_TEXTE DE LA PAGE_
• • • • •
Le 6 mars 1957, la Gold Coast devient la première colonie d'Afrique sub-saharienne à accéder à l'indépendance. Elle abandonne alors son toponyme colonial et se rebaptise Ghana, en référence à l'ancien Empire africain (qui ne correspondait d'ailleurs pas du tout à l'actuel Ghana).
Le retentissement de cet événement est immense en Afrique noire et Accra devient la capitale des peuples en lutte. Durant la nuit du 6 mars 1957, des manifestations de joie et de jubilation ont lieu dans la capitale du Ghana. Elles retentissent à travers l’Afrique et ont un écho dans toute la diaspora noire, aux Caraïbes, en Grande-Bretagne et aux Etats-Unis.
Martin Luther King et Kwame NKrumah, lors de la visite du premier au Ghana.
* Vers les Etats-Unis d'Afrique?
Nkrumah devient le champion du panafricanisme. Il lance par exemple: «L’indépendance du Ghana n’a aucun sens sauf si elle est combinée avec la libération totale de l’Afrique». Pour concrétiser cette intention, il organise en 1958 une Conférence des peuples africains, à Accra.
Au printemps 1963, un sommet, rassemblant 30 chefs d'Etats de l'Afrique indépendante, se tient à Addis-Abeba. Il donne naissance à l'OUA, l'Organisation de l'Unité Africaine. Au cours des débats, l'ouvrage L'Afrique doit s'unir écrit quelques semaines auparavant par NKrumah est distribué aux participants. Il allait constituer le bréviaire de l'institution panafricaine naissante. L'auteur y écrivait ainsi: "La survivance de l'Afrique libre, les progrès de son indépendance et l'avance vers l'avenir radieux auquel tendent nos espoirs et nos efforts, tout cela dépend de l'unité politique. (...)
Tel est le défi que la destinée a jeté aux dirigeants de l'Afrique. C'est à nous de saisir cette occasion magnifique de prouver que le génie du peuple africain peut triompher des tendances séparatistes pour devenir une nation souveraine, en constituant bientôt, pour la plus grande gloire et prospérité de son pays, les Etats-Unis d'Afrique."
Certes l'idée panafricaine n'est pas nouvelle: Du Bois, Garvey, Padmore ont déjà beaucoup réfléchi sur ce sujet, il n'empêche que NKrumah s'impose à l'heure des indépendances comme le plus brillant, le plus cohérent des théoriciens du panafricanisme. Au contact du journaliste Benjamin Nnamdi Azikiwe, il découvre le concept de Renaissance africaine, associant lutte pour la libération nationale, célébration des réalisations les plus brillantes de l'Afrique précoloniale et ambitions volontaristes pour l'Afrique à venir. NKrumah parachève sa formation aux Etats-Unis et au Royaume-Uni.
• • • • •
_DONNÉES ENREGISTRÉES_
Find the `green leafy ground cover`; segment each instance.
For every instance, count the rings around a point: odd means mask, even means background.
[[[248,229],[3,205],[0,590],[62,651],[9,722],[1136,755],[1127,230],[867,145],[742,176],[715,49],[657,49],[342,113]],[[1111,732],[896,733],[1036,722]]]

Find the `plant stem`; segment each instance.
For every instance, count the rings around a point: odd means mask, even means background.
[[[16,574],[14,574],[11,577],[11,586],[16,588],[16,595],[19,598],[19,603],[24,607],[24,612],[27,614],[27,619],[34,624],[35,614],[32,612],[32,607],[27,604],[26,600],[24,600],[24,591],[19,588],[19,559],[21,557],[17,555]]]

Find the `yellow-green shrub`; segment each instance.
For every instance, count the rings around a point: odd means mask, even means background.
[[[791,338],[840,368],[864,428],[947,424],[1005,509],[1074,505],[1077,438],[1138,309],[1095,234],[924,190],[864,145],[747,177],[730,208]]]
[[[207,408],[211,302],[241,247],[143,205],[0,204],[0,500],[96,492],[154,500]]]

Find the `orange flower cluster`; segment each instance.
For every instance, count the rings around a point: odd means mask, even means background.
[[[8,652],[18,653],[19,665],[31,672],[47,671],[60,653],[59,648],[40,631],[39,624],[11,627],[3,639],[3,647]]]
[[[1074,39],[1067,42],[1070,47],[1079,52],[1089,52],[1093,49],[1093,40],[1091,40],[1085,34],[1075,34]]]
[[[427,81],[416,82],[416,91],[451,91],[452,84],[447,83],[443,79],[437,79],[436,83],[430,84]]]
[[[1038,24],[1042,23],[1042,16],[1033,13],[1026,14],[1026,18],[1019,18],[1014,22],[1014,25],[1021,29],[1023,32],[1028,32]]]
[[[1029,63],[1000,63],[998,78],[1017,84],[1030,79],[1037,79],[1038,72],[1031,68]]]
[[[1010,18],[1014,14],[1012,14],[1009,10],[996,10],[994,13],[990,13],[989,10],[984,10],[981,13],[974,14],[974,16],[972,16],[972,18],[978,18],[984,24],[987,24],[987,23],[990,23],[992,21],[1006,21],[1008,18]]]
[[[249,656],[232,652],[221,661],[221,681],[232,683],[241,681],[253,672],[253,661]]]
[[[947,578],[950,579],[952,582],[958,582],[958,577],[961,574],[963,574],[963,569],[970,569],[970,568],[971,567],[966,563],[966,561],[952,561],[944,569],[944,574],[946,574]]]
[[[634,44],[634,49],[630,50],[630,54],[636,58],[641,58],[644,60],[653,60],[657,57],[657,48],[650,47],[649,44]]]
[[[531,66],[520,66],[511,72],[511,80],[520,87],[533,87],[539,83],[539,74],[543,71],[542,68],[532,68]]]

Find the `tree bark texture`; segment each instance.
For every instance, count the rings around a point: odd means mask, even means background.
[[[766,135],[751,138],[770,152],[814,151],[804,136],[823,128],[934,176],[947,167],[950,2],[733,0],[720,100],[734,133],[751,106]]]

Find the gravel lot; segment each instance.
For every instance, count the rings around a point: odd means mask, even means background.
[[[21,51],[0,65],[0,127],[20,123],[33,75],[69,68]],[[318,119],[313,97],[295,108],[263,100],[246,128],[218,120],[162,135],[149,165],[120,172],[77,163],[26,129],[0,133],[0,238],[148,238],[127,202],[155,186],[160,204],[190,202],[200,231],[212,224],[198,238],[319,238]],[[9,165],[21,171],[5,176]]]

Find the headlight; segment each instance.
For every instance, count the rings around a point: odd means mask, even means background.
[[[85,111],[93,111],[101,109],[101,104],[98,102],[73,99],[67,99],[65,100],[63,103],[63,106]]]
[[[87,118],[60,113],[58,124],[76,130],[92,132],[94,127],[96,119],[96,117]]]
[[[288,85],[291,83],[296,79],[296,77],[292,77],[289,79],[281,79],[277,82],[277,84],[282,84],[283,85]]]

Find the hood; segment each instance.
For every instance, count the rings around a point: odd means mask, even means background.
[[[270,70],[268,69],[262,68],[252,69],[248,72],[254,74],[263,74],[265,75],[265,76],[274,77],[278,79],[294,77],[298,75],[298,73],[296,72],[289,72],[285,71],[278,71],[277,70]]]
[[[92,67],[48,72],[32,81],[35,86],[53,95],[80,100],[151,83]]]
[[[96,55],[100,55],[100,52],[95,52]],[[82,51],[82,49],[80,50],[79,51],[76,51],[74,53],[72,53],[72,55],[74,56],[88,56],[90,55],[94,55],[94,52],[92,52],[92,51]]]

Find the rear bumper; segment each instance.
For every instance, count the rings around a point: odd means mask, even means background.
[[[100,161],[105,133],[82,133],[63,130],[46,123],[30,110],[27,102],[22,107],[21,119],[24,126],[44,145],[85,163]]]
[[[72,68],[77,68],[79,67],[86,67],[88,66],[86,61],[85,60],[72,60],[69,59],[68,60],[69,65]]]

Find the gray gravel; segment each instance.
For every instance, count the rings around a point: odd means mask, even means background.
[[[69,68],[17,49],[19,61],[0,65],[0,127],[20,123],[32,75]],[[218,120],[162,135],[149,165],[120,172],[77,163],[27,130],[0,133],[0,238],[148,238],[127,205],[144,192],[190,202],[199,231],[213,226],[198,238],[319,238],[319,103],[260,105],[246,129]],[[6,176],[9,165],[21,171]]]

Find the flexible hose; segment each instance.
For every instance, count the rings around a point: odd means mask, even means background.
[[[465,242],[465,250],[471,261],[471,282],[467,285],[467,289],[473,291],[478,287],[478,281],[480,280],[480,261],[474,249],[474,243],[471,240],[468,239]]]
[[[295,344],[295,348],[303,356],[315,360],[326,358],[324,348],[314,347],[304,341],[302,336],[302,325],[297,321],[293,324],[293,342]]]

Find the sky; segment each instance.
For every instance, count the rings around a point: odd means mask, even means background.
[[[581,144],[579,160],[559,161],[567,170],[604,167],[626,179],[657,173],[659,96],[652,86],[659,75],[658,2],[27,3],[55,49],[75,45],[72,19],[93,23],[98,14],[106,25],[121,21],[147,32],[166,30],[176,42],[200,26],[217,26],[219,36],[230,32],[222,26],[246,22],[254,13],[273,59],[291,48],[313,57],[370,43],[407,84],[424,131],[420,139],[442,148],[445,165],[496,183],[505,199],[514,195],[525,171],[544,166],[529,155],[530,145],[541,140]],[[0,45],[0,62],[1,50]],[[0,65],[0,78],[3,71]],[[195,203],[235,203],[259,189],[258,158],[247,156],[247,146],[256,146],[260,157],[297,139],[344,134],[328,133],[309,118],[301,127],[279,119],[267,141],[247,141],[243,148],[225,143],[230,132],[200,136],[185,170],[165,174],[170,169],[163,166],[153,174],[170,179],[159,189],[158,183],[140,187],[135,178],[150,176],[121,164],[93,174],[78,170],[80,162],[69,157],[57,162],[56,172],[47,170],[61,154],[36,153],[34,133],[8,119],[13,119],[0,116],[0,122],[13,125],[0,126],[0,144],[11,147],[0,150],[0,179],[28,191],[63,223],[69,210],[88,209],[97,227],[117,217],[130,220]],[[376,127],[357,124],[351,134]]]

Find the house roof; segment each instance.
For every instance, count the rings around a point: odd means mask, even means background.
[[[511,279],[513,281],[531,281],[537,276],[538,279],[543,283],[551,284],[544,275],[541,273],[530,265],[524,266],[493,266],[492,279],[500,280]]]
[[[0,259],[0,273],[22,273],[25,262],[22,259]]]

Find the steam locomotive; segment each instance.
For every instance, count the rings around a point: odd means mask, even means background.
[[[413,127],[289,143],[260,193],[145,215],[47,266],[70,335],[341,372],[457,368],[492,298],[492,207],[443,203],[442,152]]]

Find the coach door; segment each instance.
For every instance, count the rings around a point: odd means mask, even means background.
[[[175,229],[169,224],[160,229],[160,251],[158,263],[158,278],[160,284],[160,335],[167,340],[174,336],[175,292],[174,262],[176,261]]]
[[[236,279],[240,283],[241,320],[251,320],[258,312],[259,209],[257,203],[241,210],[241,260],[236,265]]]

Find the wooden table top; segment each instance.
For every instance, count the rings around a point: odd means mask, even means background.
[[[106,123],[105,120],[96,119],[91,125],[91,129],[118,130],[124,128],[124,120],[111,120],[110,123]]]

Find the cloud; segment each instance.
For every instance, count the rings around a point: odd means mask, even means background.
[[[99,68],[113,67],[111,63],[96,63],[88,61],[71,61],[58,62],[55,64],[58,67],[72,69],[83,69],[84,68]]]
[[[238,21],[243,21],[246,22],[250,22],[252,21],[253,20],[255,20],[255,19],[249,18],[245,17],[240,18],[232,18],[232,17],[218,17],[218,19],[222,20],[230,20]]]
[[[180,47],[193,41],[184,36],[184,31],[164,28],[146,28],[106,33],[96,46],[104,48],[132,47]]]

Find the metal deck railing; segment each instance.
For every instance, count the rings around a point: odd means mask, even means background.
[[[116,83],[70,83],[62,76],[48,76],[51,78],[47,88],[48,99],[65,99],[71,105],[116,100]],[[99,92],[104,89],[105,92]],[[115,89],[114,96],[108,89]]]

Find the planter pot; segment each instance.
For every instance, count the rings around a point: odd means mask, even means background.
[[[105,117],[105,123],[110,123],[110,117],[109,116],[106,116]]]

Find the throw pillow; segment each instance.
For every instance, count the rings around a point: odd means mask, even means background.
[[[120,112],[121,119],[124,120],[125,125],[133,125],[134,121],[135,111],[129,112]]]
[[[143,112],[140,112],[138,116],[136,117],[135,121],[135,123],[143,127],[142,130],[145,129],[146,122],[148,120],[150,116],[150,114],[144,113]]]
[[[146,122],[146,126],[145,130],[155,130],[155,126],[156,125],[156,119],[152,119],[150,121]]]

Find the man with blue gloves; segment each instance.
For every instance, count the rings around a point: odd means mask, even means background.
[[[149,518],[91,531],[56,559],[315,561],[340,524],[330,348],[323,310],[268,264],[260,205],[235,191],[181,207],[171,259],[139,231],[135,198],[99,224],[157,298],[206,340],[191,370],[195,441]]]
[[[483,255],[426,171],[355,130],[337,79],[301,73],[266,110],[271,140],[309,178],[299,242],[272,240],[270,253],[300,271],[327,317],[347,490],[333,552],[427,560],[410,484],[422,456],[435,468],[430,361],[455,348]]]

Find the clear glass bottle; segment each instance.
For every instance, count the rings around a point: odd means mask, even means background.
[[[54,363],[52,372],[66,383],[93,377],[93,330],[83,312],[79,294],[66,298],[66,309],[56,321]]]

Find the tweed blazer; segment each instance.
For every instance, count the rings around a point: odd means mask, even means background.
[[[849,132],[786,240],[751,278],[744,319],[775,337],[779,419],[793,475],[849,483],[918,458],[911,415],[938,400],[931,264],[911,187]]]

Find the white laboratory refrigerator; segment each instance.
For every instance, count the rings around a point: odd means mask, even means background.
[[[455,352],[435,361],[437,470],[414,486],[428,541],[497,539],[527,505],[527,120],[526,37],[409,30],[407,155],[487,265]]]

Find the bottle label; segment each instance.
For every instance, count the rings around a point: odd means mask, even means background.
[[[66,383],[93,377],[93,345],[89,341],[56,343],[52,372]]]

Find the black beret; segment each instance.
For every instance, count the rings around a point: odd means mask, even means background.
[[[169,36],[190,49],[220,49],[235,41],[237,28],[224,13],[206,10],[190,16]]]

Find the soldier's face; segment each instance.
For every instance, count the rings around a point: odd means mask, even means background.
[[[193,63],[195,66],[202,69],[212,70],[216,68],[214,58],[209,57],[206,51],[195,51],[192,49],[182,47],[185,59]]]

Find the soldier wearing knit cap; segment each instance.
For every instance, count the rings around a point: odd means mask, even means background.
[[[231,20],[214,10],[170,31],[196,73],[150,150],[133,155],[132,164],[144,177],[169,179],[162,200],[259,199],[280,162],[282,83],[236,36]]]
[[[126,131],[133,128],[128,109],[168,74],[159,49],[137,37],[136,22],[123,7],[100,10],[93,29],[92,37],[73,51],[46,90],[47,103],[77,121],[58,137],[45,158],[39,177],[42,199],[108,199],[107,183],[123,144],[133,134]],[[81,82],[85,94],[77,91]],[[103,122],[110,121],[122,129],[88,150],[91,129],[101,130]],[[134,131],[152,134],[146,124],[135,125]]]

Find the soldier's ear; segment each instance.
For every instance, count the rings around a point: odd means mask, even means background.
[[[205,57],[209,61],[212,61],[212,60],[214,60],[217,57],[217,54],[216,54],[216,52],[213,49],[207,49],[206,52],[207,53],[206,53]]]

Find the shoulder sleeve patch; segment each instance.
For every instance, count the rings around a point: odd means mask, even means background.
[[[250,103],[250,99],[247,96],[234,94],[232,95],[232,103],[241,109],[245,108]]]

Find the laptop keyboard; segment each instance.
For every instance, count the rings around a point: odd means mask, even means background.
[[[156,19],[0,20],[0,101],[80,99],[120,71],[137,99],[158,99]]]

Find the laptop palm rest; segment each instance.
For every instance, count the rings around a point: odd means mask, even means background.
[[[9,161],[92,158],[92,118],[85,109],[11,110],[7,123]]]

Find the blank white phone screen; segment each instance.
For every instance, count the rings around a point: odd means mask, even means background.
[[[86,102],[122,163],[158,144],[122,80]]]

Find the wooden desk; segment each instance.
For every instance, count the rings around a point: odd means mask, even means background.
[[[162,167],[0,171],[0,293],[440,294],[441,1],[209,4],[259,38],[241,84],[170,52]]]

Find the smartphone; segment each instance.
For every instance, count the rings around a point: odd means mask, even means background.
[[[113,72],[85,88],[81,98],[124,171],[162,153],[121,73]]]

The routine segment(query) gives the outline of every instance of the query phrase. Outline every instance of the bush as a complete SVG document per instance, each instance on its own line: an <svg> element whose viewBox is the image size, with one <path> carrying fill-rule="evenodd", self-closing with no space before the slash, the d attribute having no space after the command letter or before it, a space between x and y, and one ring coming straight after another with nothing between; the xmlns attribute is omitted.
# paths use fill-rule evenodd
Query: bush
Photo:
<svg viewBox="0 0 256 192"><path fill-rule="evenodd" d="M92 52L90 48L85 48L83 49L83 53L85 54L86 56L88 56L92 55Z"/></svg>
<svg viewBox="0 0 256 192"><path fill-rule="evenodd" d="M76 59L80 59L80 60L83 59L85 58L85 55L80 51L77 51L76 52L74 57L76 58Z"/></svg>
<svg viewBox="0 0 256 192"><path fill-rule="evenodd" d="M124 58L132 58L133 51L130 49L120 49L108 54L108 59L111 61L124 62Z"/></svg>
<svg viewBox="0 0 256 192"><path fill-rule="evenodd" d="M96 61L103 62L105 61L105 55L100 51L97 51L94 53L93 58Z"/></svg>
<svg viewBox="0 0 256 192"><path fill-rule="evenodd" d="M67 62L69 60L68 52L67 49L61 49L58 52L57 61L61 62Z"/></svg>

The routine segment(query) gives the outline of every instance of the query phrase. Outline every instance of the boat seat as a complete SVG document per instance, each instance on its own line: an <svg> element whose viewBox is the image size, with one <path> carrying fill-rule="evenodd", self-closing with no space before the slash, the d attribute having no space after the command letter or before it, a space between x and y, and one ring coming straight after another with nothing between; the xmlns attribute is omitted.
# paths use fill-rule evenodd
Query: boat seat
• • • • •
_CONSIGNE 1_
D'après le texte sur l'indépendance du Ghana, combien de chefs d'État se réunissent à Addis-Abeba au printemps 1963 ?
_CONSIGNE 2_
Prolongez le texte consacré à l'indépendance du Ghana en poursuivant après sa dernière phrase.
Les lignes qui figurent plus haut forment un matériau distinct du texte de la page.

_RÉPONSE ATTENDUE 1_
Trente chefs d'État de l'Afrique indépendante.

_RÉPONSE ATTENDUE 2_
Kwame NKrumah et Richard Nixon.
Malheureusement pour NKrumah, l'OUA restera une coquille vide, sans programme, sans moyen et sans pouvoir, rendue impotente par les divisions qui déchirent les pays membres au cours des années soixante. Ces derniers se divisent entre:
- révolutionnaires (Groupe de Casablanca: Ghana, Guinée, Mali, Maroc, Egypte, Algérie) qui désirent la constitution d'un Etat fédéral, l'adoption du modèle socialiste et la rupture avec les anciennes puissances coloniales;
- les modérés (Groupe de Monrovia composé d'une vingtaine d'Etats africains, dont l'essentiel des territoires francophones) qui militent pour une voie plus souple.
* Un bilan intérieur décevant.
En politique intérieure, NKrumah n'aura pas beaucoup plus de succès. Dès son accession au pouvoir, il lutte contre le néocolonialisme et engage le pays dans la voie socialiste tout en instaurant un régime autoritaire avec l'instauration du parti unique en 1964. Il impose le culte de la personnalité et s'autoproclame l'Osaqyefo, le Rédempteur. Sa politique économique incohérente n'assure pas le développement économique du Ghana, pourtant potentiellement très riche. Il est renversé par un coup d'état en 1966, alors qu'il se trouve en voyage en Chine. Il se réfugie alors dans la Guinée de Sékou Touré. Il décède en 1972, à Bucarest.
Louis Armstrong et Kwame NKrumah.
* Le Highlife.
Le highlife constitue le genre musicale phare du Ghana indépendant. Tiré des musiques d’église, des fanfares militaires, du jazz et des rythmes de la côte (« osibi » du Ghana à base de percussions et de chants, « ashiko » de Sierra Leone, « dagomba » et jeu de guitare « fireman » du Liberia), le style s'impose à Accra au cours de la Seconde Guerre mondiale.
Devenu l’aéroport de transit des forces alliées en campagne au Moyen-Orient, la ville accueille des milliers de soldats européens et américains dont de nombreux musiciens qui mêlent au highlife originel le jazz et le swing.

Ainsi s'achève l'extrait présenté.